* _What is expected_
Return each line of the records that contains the word "blue".

* _Dataset records_
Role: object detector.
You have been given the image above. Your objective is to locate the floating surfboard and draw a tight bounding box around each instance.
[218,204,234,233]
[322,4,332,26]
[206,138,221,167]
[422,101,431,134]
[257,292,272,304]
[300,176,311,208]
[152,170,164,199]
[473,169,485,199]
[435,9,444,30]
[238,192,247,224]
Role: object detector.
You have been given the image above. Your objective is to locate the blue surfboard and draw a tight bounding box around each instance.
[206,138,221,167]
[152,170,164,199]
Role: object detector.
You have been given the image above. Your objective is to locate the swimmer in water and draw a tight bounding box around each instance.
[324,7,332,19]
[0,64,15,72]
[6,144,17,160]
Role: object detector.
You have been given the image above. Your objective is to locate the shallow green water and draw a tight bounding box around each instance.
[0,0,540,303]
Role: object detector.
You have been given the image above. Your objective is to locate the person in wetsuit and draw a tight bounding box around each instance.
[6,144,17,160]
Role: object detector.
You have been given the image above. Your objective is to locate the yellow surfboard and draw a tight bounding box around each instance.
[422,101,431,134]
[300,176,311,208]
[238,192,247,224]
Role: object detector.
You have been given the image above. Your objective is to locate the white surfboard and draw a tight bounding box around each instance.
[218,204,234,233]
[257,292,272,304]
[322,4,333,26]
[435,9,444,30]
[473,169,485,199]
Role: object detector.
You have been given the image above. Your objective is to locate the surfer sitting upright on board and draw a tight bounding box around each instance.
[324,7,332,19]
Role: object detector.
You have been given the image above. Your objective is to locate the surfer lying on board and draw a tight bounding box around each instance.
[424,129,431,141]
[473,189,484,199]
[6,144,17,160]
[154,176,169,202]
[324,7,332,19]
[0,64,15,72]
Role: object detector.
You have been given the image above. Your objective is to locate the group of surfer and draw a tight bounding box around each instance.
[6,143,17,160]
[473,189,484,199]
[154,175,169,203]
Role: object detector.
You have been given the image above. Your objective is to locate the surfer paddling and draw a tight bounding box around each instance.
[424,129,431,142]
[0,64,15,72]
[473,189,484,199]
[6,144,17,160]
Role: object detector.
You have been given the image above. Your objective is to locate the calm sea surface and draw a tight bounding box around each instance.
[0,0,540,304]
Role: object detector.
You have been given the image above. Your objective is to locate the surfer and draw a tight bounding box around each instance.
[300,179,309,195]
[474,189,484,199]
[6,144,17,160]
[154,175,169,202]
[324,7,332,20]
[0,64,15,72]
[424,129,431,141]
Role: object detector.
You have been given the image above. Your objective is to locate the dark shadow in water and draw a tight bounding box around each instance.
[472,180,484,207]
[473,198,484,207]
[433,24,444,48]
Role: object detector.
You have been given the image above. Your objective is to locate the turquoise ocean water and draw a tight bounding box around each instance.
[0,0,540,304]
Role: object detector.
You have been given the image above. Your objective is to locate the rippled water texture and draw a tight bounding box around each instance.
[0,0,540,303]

---

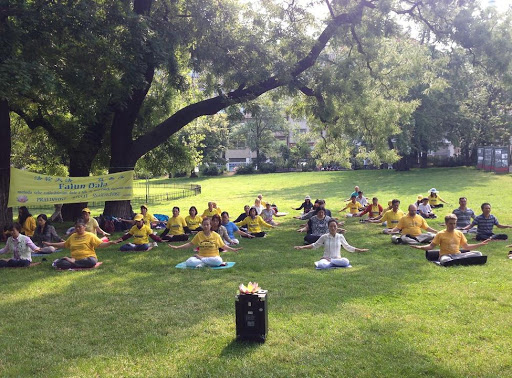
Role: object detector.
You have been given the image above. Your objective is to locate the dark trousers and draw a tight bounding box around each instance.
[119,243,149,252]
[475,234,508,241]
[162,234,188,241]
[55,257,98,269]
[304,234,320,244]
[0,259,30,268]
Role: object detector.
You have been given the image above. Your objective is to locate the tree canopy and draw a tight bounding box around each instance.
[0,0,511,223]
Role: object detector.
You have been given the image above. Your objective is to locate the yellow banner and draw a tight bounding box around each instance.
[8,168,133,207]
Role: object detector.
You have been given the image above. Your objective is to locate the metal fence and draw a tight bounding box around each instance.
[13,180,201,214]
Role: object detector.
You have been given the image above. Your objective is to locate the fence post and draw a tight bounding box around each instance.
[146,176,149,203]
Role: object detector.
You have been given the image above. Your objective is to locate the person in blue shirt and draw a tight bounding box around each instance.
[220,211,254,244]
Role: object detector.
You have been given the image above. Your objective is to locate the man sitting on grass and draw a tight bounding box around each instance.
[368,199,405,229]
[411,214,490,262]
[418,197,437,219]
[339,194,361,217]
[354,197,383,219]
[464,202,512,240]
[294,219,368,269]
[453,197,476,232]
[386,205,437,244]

---

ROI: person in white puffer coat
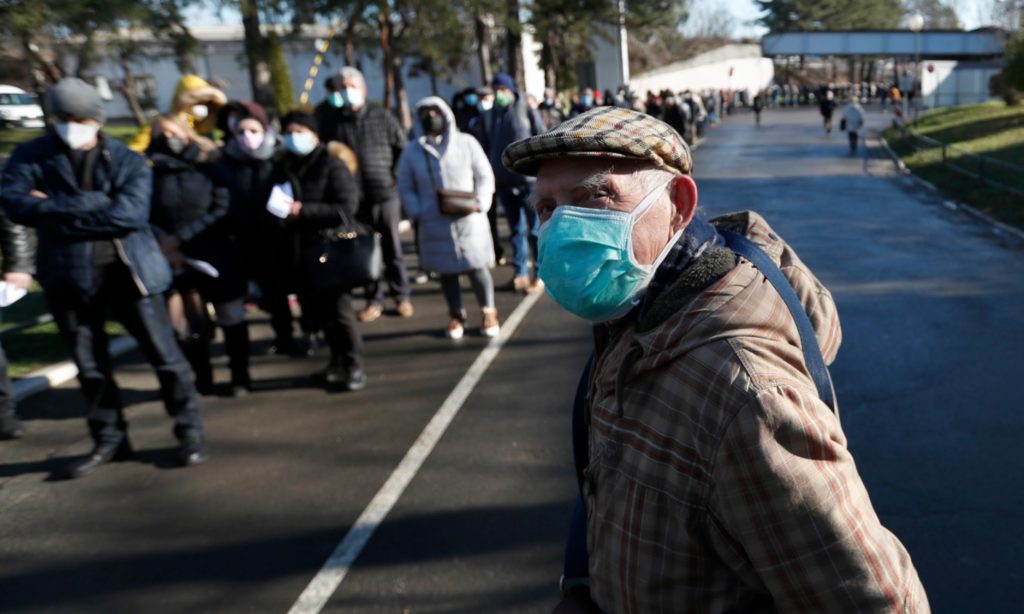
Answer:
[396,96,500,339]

* _Exercise solution_
You have been given the image above. Your objective is to locate the blue surfboard and draw a tight bounding box around each instance.
You have been given the image above. Your objective is to locate the person in blue shirt and draw a tight bounding box around each instance.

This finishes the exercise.